▶ _EXERCISE BRIEF_
Take the line containing "Task: locate the black railing." as the first and the last line of the records below as the end, and please set down only what lies between them exactly, both ends included.

*** INFORMATION SUPPLIED Section Begins ***

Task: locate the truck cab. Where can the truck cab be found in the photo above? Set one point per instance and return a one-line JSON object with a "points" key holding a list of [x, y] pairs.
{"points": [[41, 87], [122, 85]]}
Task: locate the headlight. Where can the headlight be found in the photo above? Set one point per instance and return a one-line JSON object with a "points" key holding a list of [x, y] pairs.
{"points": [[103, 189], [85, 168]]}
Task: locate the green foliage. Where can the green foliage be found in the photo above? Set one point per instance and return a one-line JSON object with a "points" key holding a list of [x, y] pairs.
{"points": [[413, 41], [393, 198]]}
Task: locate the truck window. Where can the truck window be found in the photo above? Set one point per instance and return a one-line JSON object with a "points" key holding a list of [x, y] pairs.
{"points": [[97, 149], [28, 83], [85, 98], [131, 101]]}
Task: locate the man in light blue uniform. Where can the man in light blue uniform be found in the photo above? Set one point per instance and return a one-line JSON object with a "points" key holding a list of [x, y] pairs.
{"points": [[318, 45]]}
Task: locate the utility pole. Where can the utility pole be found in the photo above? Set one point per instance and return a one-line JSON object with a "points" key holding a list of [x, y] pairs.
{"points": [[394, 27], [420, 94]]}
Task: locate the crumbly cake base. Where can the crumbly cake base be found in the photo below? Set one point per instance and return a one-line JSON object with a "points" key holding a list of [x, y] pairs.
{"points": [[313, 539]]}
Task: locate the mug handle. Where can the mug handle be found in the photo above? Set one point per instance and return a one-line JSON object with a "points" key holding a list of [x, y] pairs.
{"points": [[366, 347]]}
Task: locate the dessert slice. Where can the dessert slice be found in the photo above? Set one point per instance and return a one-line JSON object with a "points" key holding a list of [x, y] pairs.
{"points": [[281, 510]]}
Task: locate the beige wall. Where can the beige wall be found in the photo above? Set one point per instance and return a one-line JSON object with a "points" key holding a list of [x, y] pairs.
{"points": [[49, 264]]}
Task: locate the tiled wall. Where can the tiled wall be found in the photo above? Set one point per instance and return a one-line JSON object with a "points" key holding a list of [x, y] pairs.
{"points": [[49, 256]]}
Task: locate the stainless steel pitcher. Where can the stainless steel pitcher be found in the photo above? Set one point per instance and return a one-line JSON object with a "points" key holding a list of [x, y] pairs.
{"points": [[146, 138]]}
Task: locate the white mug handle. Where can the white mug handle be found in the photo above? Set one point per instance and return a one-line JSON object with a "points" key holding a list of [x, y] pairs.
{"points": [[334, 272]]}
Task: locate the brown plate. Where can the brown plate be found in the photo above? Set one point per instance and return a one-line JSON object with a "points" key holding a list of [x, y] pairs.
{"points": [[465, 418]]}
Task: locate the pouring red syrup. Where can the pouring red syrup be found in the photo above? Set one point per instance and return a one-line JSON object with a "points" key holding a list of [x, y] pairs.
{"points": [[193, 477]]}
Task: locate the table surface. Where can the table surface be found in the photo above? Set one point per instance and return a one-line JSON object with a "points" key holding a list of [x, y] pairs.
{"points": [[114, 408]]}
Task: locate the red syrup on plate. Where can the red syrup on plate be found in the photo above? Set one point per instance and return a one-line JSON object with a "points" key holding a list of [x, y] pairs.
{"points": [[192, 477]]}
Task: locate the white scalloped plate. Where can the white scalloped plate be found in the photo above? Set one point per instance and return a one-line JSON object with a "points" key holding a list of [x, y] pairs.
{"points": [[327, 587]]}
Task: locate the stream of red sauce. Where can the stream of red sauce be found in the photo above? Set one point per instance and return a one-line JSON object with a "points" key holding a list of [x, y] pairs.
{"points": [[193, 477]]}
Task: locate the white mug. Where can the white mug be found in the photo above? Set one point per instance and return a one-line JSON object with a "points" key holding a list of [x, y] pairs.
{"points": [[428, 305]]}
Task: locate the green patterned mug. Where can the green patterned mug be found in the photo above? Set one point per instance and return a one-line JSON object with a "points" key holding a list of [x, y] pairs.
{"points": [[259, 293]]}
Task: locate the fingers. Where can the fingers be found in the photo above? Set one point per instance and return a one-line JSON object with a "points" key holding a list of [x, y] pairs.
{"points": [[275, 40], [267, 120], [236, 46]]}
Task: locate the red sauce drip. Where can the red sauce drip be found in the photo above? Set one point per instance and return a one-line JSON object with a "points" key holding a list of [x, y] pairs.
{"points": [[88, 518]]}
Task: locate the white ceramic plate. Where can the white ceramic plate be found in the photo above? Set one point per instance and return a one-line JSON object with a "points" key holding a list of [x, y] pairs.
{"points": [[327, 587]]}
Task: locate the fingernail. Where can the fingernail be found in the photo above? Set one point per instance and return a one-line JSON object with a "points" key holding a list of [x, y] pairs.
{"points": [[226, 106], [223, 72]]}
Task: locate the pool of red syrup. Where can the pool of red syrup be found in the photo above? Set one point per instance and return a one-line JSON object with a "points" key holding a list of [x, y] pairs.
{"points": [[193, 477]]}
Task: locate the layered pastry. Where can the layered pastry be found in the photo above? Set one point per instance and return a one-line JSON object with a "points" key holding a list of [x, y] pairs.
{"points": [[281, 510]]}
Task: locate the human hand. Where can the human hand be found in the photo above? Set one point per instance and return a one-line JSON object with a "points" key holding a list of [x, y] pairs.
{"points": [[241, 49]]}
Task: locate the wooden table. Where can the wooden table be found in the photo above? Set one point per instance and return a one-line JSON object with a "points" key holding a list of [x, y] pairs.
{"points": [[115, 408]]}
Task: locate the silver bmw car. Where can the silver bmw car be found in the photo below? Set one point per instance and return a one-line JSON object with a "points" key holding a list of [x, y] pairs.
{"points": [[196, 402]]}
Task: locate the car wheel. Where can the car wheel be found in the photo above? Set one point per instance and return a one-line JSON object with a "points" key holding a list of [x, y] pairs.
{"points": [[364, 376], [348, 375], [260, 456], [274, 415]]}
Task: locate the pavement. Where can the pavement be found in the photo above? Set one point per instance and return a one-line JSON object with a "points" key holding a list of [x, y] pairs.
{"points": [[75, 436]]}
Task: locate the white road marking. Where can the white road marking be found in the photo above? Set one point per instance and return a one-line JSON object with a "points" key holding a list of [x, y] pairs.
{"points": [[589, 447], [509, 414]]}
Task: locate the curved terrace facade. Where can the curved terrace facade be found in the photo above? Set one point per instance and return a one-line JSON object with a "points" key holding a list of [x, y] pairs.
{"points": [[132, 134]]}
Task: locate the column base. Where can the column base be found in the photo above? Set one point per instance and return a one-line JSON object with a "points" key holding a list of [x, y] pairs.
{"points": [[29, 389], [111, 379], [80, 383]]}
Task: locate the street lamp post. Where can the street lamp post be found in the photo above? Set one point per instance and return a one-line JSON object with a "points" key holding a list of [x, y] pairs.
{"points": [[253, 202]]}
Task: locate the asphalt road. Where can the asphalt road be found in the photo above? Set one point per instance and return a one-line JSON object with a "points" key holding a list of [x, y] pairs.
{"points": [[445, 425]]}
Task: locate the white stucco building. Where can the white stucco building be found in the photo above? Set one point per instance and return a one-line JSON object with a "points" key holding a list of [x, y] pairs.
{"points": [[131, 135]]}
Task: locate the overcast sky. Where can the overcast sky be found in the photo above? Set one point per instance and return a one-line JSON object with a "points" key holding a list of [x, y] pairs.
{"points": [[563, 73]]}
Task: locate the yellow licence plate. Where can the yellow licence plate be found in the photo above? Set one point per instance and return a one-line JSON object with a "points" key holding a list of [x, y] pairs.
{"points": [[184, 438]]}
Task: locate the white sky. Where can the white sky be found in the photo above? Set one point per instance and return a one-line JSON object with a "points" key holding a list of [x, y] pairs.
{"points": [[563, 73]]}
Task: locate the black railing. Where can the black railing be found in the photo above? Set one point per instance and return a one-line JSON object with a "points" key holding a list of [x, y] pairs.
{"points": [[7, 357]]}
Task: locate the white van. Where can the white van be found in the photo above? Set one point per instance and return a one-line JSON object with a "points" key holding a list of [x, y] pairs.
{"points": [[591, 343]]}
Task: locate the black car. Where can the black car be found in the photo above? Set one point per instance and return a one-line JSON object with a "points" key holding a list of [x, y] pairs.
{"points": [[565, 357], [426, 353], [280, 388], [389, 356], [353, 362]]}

*** INFORMATION SUPPLIED Section Ends ***

▶ _RESPONSE TO THIS EXERCISE_
Task: locate the black railing. Where can the black railing be found in the photo above? Set one point per instance and return a one-line JSON object with a "points" key holding a list of [x, y] pairs.
{"points": [[7, 357]]}
Task: locate the white van. Where can the white van be found in the photo above? Set one point per instance and return a one-line JSON object with a "points" key holding a list of [x, y] pairs.
{"points": [[591, 343]]}
Task: locate the black car. Where can the black car be found in the photo above? Set one point per instance and return a one-line JSON object with a "points" key holding a list of [x, y] pairs.
{"points": [[565, 357], [426, 353], [280, 388], [389, 356], [353, 362]]}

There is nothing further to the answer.